──────── Passage

Hello,
We have a file heirarchy we want to be accessable with MR/Hive/Pig. In this
way everyone can pick favorites :)
Currently the layout looks like this.
/user/root/data/datepartition1/subpartition2/{sequence file1, sequence
fileN)
I have just installed pig-0.6.0. I am trying to follow the advice here (
http://stackoverflow.com/questions/2423949/storing-data-to-sequencefile-from-apache-pig
)
REGISTER /opt/pig-0.6.0/contrib/piggybank/java/piggybank.jar;
DEFINE SequenceFileLoader
org.apache.pig.piggybank.storage.SequenceFileLoader();
raw = load 'datafile' USING SequenceFileLoader as (version:chararray,
id:int,date:chararray);
2010-04-20 12:10:46,821 [main] ERROR org.apache.pig.tools.grunt.Grunt -
ERROR 2999: Unexpected internal error.
org.apache.pig.impl.logicalLayer.FrontendException cannot be cast to
java.lang.Error
[root@rs01 piggybank]# more /root/pig_1271779744816.log
Pig Stack Trace
---------------
ERROR 2999: Unexpected internal error.
org.apache.pig.impl.logicalLayer.FrontendException cannot be cast to
java.lan
g.Error
java.lang.ClassCastException:
org.apache.pig.impl.logicalLayer.FrontendException cannot be cast to
java.lang.Error
at
org.apache.pig.impl.logicalLayer.parser.QueryParser.BaseExpr(QueryParser.java:1440)
at
org.apache.pig.impl.logicalLayer.parser.QueryParser.Expr(QueryParser.java:949)
at
org.apache.pig.impl.logicalLayer.parser.QueryParser.Parse(QueryParser.java:738)
at
org.apache.pig.impl.logicalLayer.LogicalPlanBuilder.parse(LogicalPlanBuilder.java:63)
at org.apache.pig.PigServer$Graph.parseQuery(PigServer.java:1036)
at org.apache.pig.PigServer$Graph.registerQuery(PigServer.java:986)
at org.apache.pig.PigServer.registerQuery(PigServer.java:386)

────────────────

## Problems to solve
- a) In the forum post about the Pig SequenceFileLoader error, list every field that the load statement's schema declares, with its type.
- b) Write what comes next in the forum post about the Pig SequenceFileLoader error, picking up after its final line.

──────── Dataset entries

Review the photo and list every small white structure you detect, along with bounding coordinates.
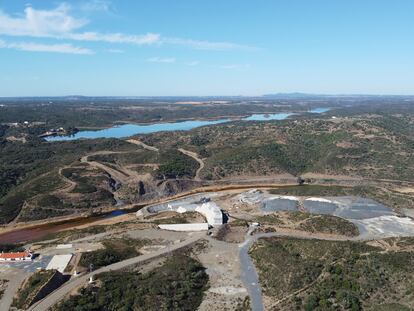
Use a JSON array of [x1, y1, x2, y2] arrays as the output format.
[[56, 244, 73, 249], [195, 202, 223, 227], [158, 222, 208, 231], [46, 254, 72, 273]]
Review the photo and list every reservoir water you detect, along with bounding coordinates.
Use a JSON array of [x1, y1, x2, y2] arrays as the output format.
[[45, 108, 329, 141]]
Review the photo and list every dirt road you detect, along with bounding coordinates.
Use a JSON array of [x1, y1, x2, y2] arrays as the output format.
[[178, 148, 204, 181], [0, 269, 27, 310], [127, 139, 159, 152], [29, 233, 205, 311]]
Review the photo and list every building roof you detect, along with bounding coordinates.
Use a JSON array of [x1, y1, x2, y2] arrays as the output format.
[[0, 252, 32, 259]]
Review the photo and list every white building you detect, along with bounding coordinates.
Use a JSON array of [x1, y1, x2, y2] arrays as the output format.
[[158, 222, 208, 231]]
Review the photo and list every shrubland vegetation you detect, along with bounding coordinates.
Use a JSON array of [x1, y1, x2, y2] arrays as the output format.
[[0, 138, 134, 223], [55, 255, 208, 311], [12, 270, 55, 310], [250, 237, 414, 310], [0, 98, 414, 224]]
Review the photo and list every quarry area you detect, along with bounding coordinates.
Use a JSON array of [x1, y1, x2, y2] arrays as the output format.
[[0, 188, 414, 310]]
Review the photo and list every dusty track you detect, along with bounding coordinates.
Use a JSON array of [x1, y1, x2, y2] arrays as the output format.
[[178, 148, 204, 181], [127, 139, 160, 152], [28, 233, 205, 311]]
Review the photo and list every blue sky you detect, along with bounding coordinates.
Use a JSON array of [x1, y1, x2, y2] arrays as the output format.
[[0, 0, 414, 96]]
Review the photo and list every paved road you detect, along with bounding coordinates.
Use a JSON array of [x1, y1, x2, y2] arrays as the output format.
[[0, 269, 27, 310], [28, 233, 205, 311], [178, 148, 204, 181]]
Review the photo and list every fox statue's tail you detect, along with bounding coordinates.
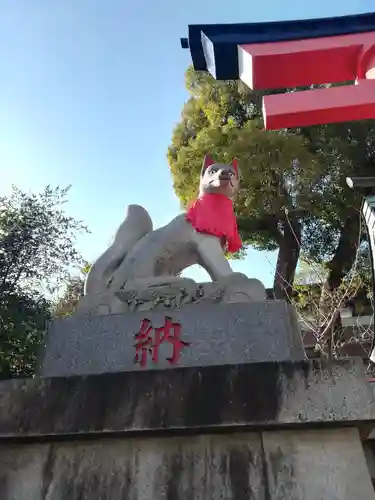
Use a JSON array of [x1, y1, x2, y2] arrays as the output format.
[[85, 205, 152, 295]]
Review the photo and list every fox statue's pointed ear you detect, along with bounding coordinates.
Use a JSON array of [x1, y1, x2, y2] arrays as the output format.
[[202, 155, 215, 173]]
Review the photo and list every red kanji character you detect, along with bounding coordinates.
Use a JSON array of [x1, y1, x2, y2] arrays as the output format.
[[134, 319, 153, 366], [134, 317, 189, 366]]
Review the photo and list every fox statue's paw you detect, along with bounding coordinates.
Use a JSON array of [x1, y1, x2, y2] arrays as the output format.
[[220, 273, 267, 303]]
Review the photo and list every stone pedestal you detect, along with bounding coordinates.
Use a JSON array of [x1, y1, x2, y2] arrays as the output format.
[[41, 300, 305, 377], [0, 361, 375, 500]]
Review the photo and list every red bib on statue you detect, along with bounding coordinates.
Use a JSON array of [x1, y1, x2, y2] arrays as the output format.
[[186, 194, 242, 253]]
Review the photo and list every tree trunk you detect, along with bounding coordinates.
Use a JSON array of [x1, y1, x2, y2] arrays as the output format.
[[324, 209, 361, 292], [320, 209, 361, 359], [273, 219, 301, 302]]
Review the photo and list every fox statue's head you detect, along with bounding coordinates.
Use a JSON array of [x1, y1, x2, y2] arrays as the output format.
[[199, 155, 240, 198]]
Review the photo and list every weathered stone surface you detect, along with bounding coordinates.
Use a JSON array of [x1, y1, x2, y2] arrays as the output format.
[[263, 428, 375, 500], [0, 428, 375, 500], [0, 442, 49, 500], [0, 434, 268, 500], [41, 301, 305, 377], [0, 360, 375, 439]]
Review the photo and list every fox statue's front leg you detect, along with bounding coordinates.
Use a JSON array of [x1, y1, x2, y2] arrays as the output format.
[[196, 233, 233, 281]]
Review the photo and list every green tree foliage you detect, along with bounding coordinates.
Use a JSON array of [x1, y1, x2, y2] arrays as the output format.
[[0, 186, 86, 377], [168, 68, 375, 297]]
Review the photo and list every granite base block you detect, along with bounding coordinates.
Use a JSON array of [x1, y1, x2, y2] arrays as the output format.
[[40, 301, 305, 377], [0, 359, 375, 440], [0, 429, 375, 500]]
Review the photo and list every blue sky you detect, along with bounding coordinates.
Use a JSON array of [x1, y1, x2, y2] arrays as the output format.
[[0, 0, 374, 286]]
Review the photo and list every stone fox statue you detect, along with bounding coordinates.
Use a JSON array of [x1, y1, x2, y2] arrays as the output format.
[[85, 156, 242, 295]]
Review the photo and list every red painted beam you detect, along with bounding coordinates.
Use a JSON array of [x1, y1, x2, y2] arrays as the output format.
[[238, 32, 375, 90], [263, 80, 375, 130]]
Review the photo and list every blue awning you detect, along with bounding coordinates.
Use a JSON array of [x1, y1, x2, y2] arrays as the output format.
[[181, 13, 375, 80]]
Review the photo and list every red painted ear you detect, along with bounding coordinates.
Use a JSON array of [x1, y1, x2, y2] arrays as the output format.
[[203, 155, 215, 170]]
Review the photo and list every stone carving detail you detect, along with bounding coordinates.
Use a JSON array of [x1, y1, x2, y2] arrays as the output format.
[[76, 273, 265, 314], [76, 156, 266, 314]]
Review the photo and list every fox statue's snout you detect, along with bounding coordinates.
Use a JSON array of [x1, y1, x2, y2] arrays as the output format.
[[199, 156, 239, 198]]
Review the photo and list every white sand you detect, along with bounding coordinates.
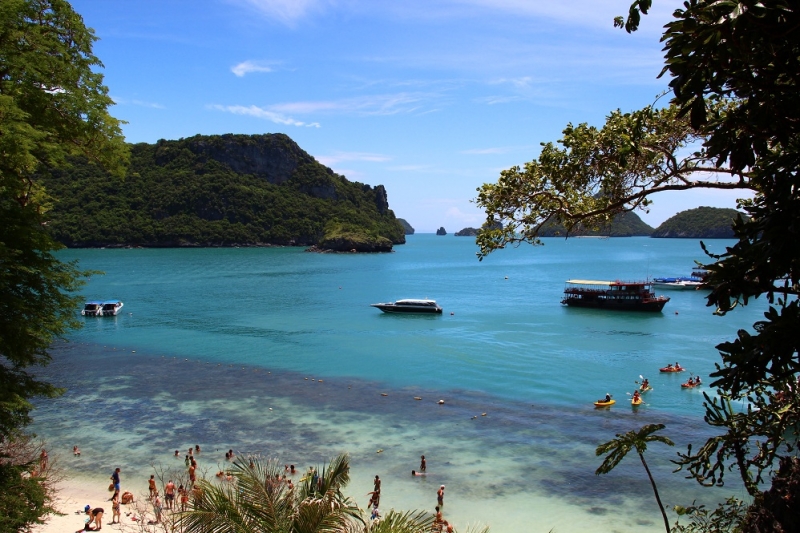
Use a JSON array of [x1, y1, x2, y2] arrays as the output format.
[[33, 478, 167, 533]]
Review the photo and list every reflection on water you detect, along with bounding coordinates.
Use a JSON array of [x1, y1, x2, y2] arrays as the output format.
[[35, 343, 744, 532]]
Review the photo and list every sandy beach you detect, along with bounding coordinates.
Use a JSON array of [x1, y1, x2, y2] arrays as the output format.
[[33, 478, 163, 533]]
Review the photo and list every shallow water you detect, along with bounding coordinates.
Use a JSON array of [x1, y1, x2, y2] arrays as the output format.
[[35, 235, 759, 532]]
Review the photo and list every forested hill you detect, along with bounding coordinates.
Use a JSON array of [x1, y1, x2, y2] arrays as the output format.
[[653, 207, 747, 239], [539, 211, 653, 237], [41, 134, 405, 251]]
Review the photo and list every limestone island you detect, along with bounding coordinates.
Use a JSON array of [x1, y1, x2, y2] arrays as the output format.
[[41, 133, 405, 252]]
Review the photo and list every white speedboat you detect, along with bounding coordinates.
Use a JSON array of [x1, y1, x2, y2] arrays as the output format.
[[99, 300, 123, 316], [370, 299, 442, 314], [652, 277, 703, 291], [81, 300, 103, 316]]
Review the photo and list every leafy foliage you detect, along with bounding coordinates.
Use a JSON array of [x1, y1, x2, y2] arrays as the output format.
[[0, 0, 127, 531], [539, 211, 653, 237], [37, 134, 405, 248], [595, 424, 675, 533], [652, 207, 748, 239], [180, 454, 440, 533], [478, 0, 800, 528]]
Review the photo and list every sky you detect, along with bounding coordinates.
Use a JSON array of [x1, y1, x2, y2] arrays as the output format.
[[71, 0, 742, 233]]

────────────────

## Responses for each task
- a)
version:chararray
id:int
date:chararray

- b)
at
org.apache.pig.tools.grunt.GruntParser.processPig(GruntParser.java:720)
at
org.apache.pig.tools.pigscript.parser.PigScriptParser.parse(PigScriptParser.java:324)
at
org.apache.pig.tools.grunt.GruntParser.parseStopOnError(GruntParser.java:168)
at
org.apache.pig.tools.grunt.GruntParser.parseStopOnError(GruntParser.java:144)
at org.apache.pig.tools.grunt.Grunt.run(Grunt.java:75)
at org.apache.pig.Main.main(Main.java:352)
So it seems like I have a bug, or have I done something wrong. looks like a
bug because if Pig can't cast the error correctly something is wrong.
Two questions:
1) Can I load all the files in a directory rather then operating on one
file?
raw = load '/datadir/*' USING SequenceFileLoader as (version:chararray,
id:int,date:chararray);
Rather then
raw = load '/datafile' USING SequenceFileLoader as (version:chararray,
id:int,date:chararray);
2) PigStorage seems to let me specify a tab delimeter. How does once specify
a tab delimeter with SequenceFileLoader? Or does one have to pass the entire
line to some other Pig Component to be tokenized.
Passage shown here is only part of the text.